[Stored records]
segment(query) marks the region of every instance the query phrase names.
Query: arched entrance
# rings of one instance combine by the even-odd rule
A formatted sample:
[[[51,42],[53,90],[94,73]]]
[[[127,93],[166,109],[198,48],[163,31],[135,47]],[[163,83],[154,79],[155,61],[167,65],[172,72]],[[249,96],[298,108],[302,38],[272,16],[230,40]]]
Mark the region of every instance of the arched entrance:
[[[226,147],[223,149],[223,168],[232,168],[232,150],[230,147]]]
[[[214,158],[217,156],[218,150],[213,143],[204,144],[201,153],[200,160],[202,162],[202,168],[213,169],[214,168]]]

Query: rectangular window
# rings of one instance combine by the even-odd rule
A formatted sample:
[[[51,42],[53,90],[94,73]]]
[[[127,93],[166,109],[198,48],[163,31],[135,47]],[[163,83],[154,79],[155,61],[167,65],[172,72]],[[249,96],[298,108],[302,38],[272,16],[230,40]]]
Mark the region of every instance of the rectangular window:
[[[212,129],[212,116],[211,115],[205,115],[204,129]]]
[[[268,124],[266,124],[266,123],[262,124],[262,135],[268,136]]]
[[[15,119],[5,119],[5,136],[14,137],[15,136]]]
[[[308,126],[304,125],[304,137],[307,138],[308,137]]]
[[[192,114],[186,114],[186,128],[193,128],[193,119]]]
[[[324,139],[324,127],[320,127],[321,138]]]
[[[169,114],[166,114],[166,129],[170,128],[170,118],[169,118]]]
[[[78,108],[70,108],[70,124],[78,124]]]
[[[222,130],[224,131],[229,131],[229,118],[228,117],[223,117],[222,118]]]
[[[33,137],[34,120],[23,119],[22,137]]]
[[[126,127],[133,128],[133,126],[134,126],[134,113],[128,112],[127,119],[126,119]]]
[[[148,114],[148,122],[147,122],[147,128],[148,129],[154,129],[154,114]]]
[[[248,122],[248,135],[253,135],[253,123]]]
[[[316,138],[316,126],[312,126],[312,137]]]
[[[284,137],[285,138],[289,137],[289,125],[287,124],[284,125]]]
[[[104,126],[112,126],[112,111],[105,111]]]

| PROBLEM STATEMENT |
Reproduce the entries above in full by retyping them exactly.

| OUTPUT BELOW |
segment(query) marks the region of every instance the query phrase names.
Query: arched entrance
# rings of one instance combine by the even-odd rule
A formatted sample:
[[[51,42],[53,90],[94,73]]]
[[[127,93],[166,109],[198,48],[163,31],[135,47]],[[163,83],[154,79],[155,61],[167,65],[172,72]],[[249,96],[298,108],[302,38],[272,16],[230,40]]]
Mark the region of every instance of the arched entrance:
[[[226,147],[223,149],[223,168],[232,168],[232,150],[230,147]]]
[[[214,158],[217,156],[218,150],[213,143],[204,144],[201,153],[200,160],[202,162],[202,168],[213,169],[214,168]]]

Query: rectangular window
# rings of one instance combine by the even-odd rule
A formatted sample:
[[[51,42],[53,90],[94,73]]]
[[[127,93],[166,109],[198,48],[163,31],[135,47]],[[163,83],[154,79],[155,61],[167,65],[172,72]],[[249,96],[298,108],[302,38],[272,16],[230,40]]]
Mark the region of every instance of the rectangular window:
[[[212,129],[212,116],[211,115],[205,115],[204,129]]]
[[[268,124],[266,124],[266,123],[262,124],[262,135],[268,136]]]
[[[15,119],[5,119],[5,136],[14,137],[15,136]]]
[[[308,126],[304,125],[304,137],[307,138],[308,137]]]
[[[192,114],[186,114],[186,128],[193,128],[193,119]]]
[[[324,139],[324,127],[320,127],[321,138]]]
[[[169,114],[166,114],[166,129],[170,128],[170,118],[169,118]]]
[[[78,108],[70,108],[70,124],[78,124]]]
[[[222,130],[224,131],[229,131],[229,118],[228,117],[223,117],[222,118]]]
[[[33,137],[34,120],[23,119],[22,137]]]
[[[126,127],[133,128],[133,126],[134,126],[134,113],[128,112],[127,119],[126,119]]]
[[[148,114],[148,122],[147,122],[147,128],[148,129],[154,129],[154,114]]]
[[[248,122],[248,135],[253,135],[253,123]]]
[[[316,138],[316,126],[312,126],[312,137]]]
[[[284,137],[285,138],[289,137],[289,125],[287,124],[284,125]]]
[[[104,126],[112,126],[112,111],[105,111]]]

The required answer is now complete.